Count the lines in the material below that contain the string "lips", treating uppercase and lowercase letters as different. Reply with the number alone.
***** RECORDS FOR THE EXERCISE
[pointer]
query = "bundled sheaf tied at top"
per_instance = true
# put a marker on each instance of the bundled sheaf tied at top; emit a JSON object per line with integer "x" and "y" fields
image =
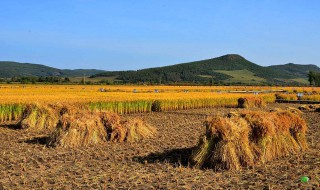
{"x": 244, "y": 139}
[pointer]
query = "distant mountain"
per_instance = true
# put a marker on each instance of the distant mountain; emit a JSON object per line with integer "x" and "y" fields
{"x": 295, "y": 69}
{"x": 229, "y": 68}
{"x": 15, "y": 69}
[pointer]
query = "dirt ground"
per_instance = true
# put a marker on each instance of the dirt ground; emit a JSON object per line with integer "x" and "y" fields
{"x": 157, "y": 163}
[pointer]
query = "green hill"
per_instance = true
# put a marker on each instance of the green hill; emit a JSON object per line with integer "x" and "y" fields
{"x": 14, "y": 69}
{"x": 295, "y": 69}
{"x": 229, "y": 69}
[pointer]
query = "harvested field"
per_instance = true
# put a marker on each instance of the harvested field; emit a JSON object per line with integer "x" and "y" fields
{"x": 161, "y": 162}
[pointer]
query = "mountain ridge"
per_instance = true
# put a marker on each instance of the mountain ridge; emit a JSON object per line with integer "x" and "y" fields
{"x": 229, "y": 68}
{"x": 10, "y": 69}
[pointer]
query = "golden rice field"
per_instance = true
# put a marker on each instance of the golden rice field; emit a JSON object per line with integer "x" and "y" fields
{"x": 136, "y": 99}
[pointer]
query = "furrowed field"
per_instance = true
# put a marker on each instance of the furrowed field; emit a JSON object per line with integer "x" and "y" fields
{"x": 158, "y": 137}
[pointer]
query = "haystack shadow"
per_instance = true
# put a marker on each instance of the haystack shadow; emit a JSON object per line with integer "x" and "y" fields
{"x": 11, "y": 126}
{"x": 36, "y": 140}
{"x": 176, "y": 157}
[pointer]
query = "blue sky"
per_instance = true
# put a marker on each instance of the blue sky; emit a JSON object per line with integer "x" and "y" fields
{"x": 136, "y": 34}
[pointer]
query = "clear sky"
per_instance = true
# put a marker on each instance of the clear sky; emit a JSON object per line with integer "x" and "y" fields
{"x": 136, "y": 34}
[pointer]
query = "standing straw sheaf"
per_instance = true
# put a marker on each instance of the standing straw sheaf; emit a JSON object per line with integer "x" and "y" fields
{"x": 247, "y": 138}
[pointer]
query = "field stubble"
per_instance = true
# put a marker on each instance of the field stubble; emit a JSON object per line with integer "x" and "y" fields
{"x": 157, "y": 163}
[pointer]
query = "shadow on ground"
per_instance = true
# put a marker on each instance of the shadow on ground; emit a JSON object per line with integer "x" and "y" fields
{"x": 36, "y": 140}
{"x": 11, "y": 126}
{"x": 177, "y": 157}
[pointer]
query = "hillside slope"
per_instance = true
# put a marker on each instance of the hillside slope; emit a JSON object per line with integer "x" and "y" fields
{"x": 14, "y": 69}
{"x": 229, "y": 68}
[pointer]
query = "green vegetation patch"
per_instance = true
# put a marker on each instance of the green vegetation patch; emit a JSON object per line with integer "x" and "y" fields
{"x": 243, "y": 76}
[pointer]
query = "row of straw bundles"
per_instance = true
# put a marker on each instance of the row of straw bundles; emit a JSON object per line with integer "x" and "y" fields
{"x": 74, "y": 127}
{"x": 85, "y": 128}
{"x": 250, "y": 102}
{"x": 240, "y": 141}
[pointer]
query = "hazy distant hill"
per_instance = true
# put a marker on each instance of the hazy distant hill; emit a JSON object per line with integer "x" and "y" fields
{"x": 11, "y": 69}
{"x": 230, "y": 68}
{"x": 295, "y": 69}
{"x": 227, "y": 69}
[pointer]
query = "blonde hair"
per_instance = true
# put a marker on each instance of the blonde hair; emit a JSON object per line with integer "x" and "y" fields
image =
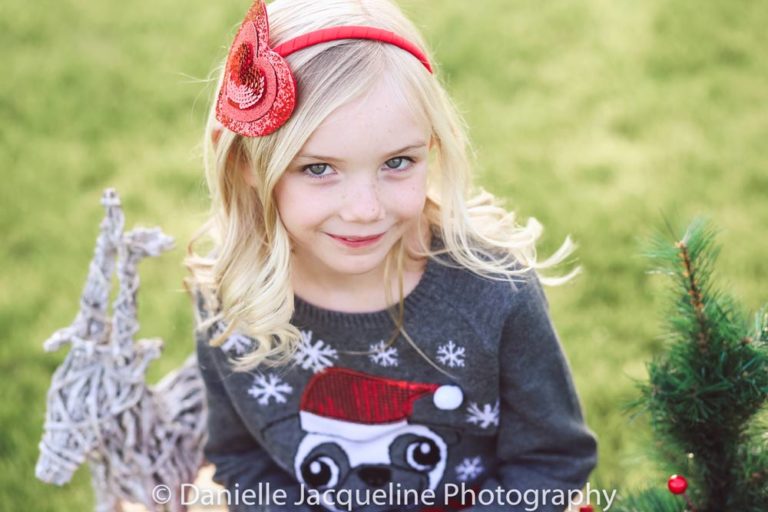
{"x": 246, "y": 279}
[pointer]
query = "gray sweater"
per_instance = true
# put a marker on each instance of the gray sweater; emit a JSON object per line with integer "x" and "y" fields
{"x": 503, "y": 415}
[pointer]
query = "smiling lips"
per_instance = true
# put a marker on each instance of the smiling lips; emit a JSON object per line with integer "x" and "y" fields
{"x": 357, "y": 241}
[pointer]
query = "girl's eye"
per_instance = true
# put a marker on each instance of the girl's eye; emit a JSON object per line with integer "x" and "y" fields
{"x": 399, "y": 163}
{"x": 317, "y": 170}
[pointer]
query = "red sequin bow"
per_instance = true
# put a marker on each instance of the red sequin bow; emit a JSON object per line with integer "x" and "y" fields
{"x": 258, "y": 93}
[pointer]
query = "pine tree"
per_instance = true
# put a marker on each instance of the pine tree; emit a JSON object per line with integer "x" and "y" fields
{"x": 706, "y": 392}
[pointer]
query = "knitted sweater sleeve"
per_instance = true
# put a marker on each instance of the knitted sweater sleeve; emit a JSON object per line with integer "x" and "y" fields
{"x": 543, "y": 442}
{"x": 241, "y": 463}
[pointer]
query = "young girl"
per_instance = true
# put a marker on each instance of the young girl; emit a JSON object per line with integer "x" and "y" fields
{"x": 372, "y": 336}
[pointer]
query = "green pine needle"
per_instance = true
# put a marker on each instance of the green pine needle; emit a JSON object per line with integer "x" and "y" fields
{"x": 705, "y": 390}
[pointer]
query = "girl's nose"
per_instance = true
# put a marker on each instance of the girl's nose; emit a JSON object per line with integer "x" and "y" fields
{"x": 362, "y": 202}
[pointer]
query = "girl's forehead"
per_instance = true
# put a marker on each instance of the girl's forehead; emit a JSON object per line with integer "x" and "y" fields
{"x": 379, "y": 119}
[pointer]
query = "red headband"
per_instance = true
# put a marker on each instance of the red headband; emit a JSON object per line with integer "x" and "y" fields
{"x": 258, "y": 93}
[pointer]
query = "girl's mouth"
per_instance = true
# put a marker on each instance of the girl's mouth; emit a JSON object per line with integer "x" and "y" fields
{"x": 357, "y": 241}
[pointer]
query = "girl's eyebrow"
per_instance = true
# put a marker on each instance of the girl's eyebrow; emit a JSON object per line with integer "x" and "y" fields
{"x": 409, "y": 147}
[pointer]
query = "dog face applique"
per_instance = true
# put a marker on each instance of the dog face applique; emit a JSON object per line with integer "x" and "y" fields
{"x": 358, "y": 434}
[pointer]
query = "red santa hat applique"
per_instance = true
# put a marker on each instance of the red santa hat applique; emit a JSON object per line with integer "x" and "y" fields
{"x": 338, "y": 398}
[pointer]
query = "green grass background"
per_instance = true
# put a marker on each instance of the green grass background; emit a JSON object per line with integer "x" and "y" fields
{"x": 595, "y": 117}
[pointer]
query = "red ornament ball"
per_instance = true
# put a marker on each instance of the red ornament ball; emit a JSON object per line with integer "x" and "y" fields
{"x": 677, "y": 484}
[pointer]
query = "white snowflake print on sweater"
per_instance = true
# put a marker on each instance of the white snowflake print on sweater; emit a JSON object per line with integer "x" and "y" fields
{"x": 383, "y": 355}
{"x": 451, "y": 355}
{"x": 315, "y": 356}
{"x": 469, "y": 469}
{"x": 266, "y": 387}
{"x": 485, "y": 417}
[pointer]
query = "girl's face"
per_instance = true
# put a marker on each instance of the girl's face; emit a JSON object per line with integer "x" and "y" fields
{"x": 356, "y": 187}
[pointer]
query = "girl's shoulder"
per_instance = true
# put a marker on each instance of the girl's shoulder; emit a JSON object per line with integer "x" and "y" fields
{"x": 486, "y": 296}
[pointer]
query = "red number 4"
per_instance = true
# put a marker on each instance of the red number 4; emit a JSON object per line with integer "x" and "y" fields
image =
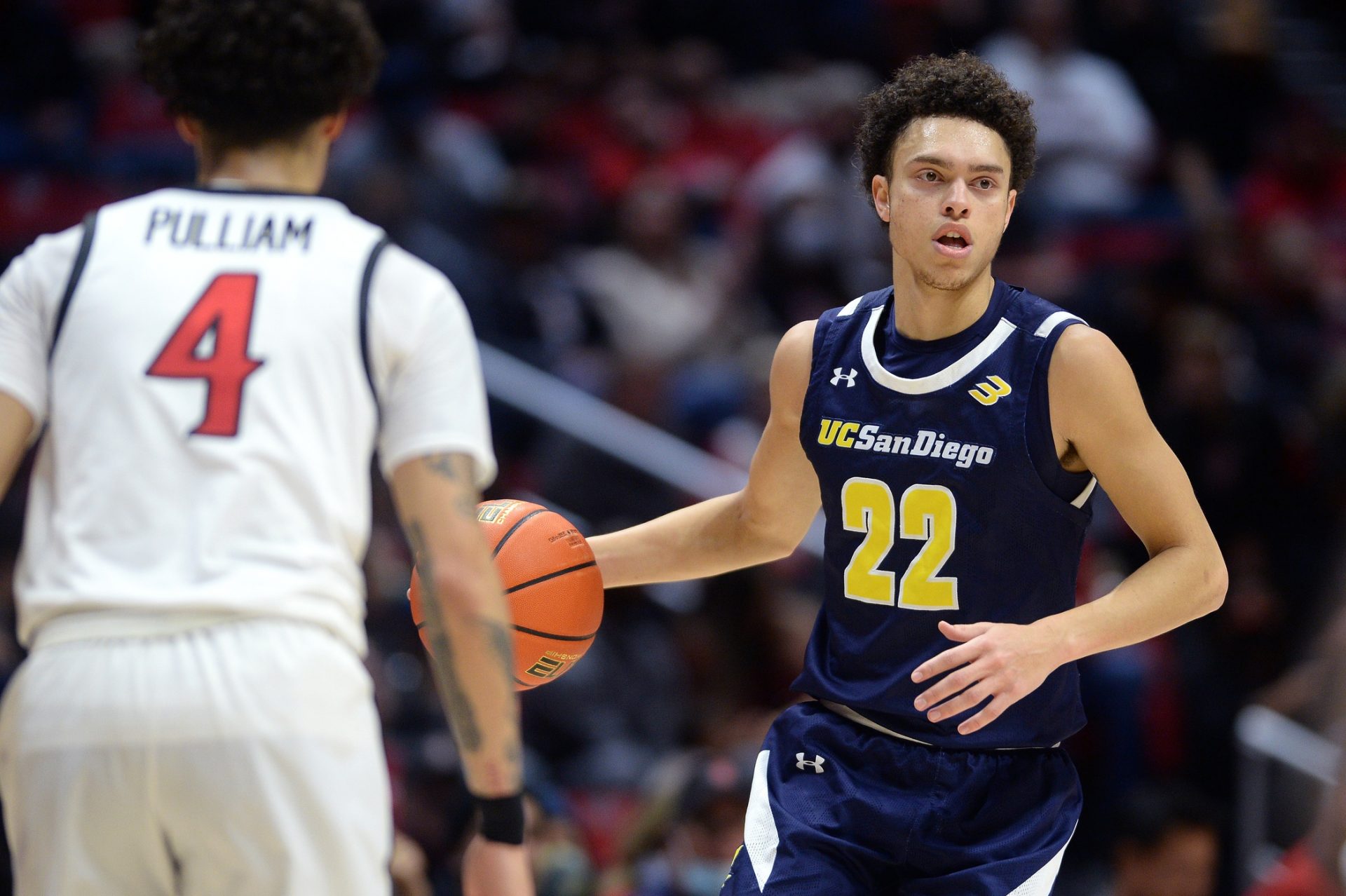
{"x": 225, "y": 310}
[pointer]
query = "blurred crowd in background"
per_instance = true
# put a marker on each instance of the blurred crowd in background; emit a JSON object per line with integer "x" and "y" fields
{"x": 641, "y": 196}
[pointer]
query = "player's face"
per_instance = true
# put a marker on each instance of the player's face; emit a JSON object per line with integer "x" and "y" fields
{"x": 946, "y": 202}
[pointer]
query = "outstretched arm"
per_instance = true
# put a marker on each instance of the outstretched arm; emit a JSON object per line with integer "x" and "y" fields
{"x": 765, "y": 521}
{"x": 1097, "y": 411}
{"x": 15, "y": 430}
{"x": 471, "y": 651}
{"x": 466, "y": 619}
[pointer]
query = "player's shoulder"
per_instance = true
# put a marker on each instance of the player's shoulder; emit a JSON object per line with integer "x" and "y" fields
{"x": 1035, "y": 316}
{"x": 403, "y": 276}
{"x": 45, "y": 265}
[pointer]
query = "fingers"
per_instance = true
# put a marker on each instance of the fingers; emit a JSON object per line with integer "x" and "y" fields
{"x": 963, "y": 702}
{"x": 988, "y": 714}
{"x": 963, "y": 632}
{"x": 948, "y": 686}
{"x": 940, "y": 663}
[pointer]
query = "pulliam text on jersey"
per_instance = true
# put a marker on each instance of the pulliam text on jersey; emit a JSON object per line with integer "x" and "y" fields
{"x": 228, "y": 232}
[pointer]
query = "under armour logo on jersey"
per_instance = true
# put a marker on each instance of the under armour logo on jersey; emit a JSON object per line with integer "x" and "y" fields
{"x": 990, "y": 393}
{"x": 816, "y": 763}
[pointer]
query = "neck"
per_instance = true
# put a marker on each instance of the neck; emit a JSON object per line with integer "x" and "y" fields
{"x": 925, "y": 313}
{"x": 291, "y": 170}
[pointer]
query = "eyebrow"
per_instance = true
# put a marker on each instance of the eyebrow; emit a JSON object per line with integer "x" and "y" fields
{"x": 936, "y": 161}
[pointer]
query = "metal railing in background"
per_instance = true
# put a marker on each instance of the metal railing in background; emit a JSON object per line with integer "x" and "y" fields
{"x": 1267, "y": 739}
{"x": 616, "y": 432}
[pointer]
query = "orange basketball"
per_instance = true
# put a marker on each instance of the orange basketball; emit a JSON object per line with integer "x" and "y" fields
{"x": 551, "y": 581}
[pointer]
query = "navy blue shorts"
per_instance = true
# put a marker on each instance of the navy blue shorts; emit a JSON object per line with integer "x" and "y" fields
{"x": 841, "y": 809}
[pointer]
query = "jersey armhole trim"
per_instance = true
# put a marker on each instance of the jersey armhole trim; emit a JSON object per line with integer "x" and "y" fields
{"x": 76, "y": 273}
{"x": 367, "y": 280}
{"x": 1050, "y": 332}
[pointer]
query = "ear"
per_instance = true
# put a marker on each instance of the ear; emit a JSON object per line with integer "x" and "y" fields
{"x": 882, "y": 202}
{"x": 332, "y": 125}
{"x": 189, "y": 130}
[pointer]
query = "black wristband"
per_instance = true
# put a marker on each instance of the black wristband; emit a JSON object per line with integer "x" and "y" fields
{"x": 503, "y": 820}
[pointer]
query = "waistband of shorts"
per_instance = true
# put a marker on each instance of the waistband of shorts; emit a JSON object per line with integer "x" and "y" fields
{"x": 845, "y": 712}
{"x": 95, "y": 625}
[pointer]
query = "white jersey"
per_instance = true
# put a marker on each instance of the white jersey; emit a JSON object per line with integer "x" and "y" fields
{"x": 215, "y": 370}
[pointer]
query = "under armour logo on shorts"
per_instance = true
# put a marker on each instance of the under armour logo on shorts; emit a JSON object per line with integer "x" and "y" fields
{"x": 816, "y": 763}
{"x": 839, "y": 377}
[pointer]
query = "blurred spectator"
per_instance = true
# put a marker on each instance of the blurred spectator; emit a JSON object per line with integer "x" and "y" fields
{"x": 1166, "y": 843}
{"x": 1094, "y": 135}
{"x": 692, "y": 828}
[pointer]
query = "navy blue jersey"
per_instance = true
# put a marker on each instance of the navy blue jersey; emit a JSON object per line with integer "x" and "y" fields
{"x": 944, "y": 499}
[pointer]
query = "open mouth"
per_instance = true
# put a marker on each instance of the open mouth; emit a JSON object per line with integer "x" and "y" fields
{"x": 952, "y": 245}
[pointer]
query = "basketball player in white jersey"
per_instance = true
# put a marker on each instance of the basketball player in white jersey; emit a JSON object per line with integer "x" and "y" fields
{"x": 209, "y": 372}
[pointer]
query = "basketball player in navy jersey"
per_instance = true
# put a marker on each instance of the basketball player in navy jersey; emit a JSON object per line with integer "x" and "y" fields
{"x": 953, "y": 428}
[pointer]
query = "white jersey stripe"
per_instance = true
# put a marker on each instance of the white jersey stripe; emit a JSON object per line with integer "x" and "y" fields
{"x": 936, "y": 381}
{"x": 1053, "y": 320}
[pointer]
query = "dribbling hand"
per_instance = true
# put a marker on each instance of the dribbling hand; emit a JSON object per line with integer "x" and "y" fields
{"x": 995, "y": 660}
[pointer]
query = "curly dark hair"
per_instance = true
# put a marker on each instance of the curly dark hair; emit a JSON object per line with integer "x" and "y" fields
{"x": 959, "y": 86}
{"x": 256, "y": 72}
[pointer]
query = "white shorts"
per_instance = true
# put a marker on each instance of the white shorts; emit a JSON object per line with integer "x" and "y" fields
{"x": 241, "y": 758}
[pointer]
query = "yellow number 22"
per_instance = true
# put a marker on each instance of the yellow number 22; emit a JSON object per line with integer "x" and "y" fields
{"x": 929, "y": 514}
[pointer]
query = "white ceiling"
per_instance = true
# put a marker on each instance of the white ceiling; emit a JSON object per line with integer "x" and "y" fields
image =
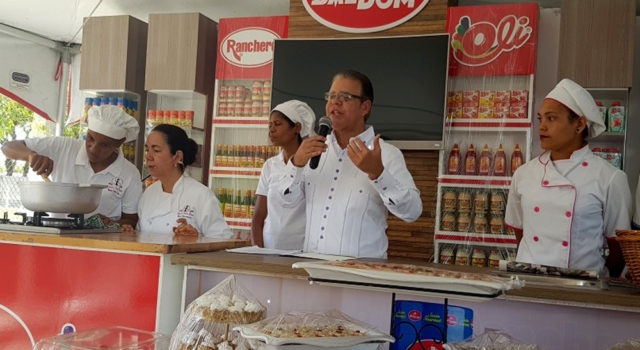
**********
→ THE COMPLETED TASK
2